Requirements - Every entry must be echoed exactly.

Information supplied -
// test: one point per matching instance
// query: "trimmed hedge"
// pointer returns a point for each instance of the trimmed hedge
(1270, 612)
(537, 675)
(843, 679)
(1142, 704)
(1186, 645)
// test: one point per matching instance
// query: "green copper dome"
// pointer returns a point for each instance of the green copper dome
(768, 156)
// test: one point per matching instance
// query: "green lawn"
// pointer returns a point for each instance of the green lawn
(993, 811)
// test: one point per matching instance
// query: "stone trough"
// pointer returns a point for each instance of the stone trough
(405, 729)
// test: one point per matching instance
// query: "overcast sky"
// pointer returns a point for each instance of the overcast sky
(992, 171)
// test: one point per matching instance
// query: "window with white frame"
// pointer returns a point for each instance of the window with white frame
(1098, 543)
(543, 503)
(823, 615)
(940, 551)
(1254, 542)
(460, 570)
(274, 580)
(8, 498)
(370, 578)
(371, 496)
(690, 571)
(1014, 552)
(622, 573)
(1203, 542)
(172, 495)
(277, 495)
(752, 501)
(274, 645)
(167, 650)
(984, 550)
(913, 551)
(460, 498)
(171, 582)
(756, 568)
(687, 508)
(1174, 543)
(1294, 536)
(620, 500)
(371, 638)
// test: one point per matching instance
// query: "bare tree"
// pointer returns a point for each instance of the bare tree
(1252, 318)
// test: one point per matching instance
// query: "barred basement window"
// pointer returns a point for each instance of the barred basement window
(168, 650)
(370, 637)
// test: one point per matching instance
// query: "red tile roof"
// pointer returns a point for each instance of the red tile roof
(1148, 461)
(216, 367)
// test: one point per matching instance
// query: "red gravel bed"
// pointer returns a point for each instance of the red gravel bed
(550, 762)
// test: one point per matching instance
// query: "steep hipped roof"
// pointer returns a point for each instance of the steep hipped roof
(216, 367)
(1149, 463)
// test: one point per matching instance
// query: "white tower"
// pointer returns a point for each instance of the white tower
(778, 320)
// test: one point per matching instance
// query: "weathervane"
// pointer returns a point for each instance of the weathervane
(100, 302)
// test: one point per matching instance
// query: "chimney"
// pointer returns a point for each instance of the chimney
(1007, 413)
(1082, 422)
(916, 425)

Full output -
// test: one point per matching instance
// query: "trimmed hedge"
// pointer returns a point for each instance of the trimmed hedge
(1270, 612)
(537, 675)
(843, 679)
(1142, 704)
(1186, 645)
// test: one point per matching instance
// query: "green copper dome"
// pointer returns a point for each instance of the green copper dome
(768, 156)
// test: one point per matching instance
// query: "green lawn"
// pointer returns a point for each instance of the green lawn
(993, 811)
// test: one point per matching instance
// query: "stone trough"
// pointer returns a point for each instance of the stone trough
(405, 729)
// test: one point per matching instance
// query: "overcast sky"
// pointer returns a point for each instance of the overcast sky
(992, 171)
// test: one point per matching instance
// query: "window with white frame"
// pointer returns a point for each instance of the window with white frame
(1098, 543)
(543, 503)
(823, 615)
(940, 551)
(1254, 542)
(460, 570)
(274, 580)
(8, 498)
(370, 578)
(371, 496)
(690, 571)
(1014, 552)
(622, 573)
(1203, 542)
(172, 495)
(277, 495)
(752, 501)
(274, 645)
(167, 650)
(984, 550)
(913, 551)
(460, 498)
(171, 582)
(756, 568)
(687, 508)
(1174, 543)
(1294, 536)
(620, 500)
(371, 638)
// test: one point per matching instance
// query: "bare tree"
// pointer returns a point for each instance of the bare tree
(1252, 318)
// test: one point per matching instance
// query: "barred basement window"
// pointer returns a point for each instance of the barred basement window
(168, 650)
(370, 637)
// test: one point per matching instance
// query: "red tile roof"
// pointer returns a point for each instance of the red tile roof
(1148, 461)
(216, 367)
// test: one point per matching instance
// query: "red gravel bed"
// pointer returns a point for each instance of the red gravel bed
(550, 762)
// test: one point per matching instance
// query: "steep hipped roof"
// pointer returns a point for each instance of the steep hipped roof
(216, 367)
(1149, 463)
// test: one point per matching instance
// query: "white tower"
// pointer returns a point for each instance of the white tower
(778, 320)
// test: one point per matching instance
// query: "weathervane"
// pointer returns a point for each instance of the weathervane
(100, 302)
// test: one point per matching instance
// query: "chimney"
// pointer returns a point for each instance of the chimney
(1007, 413)
(1082, 422)
(916, 425)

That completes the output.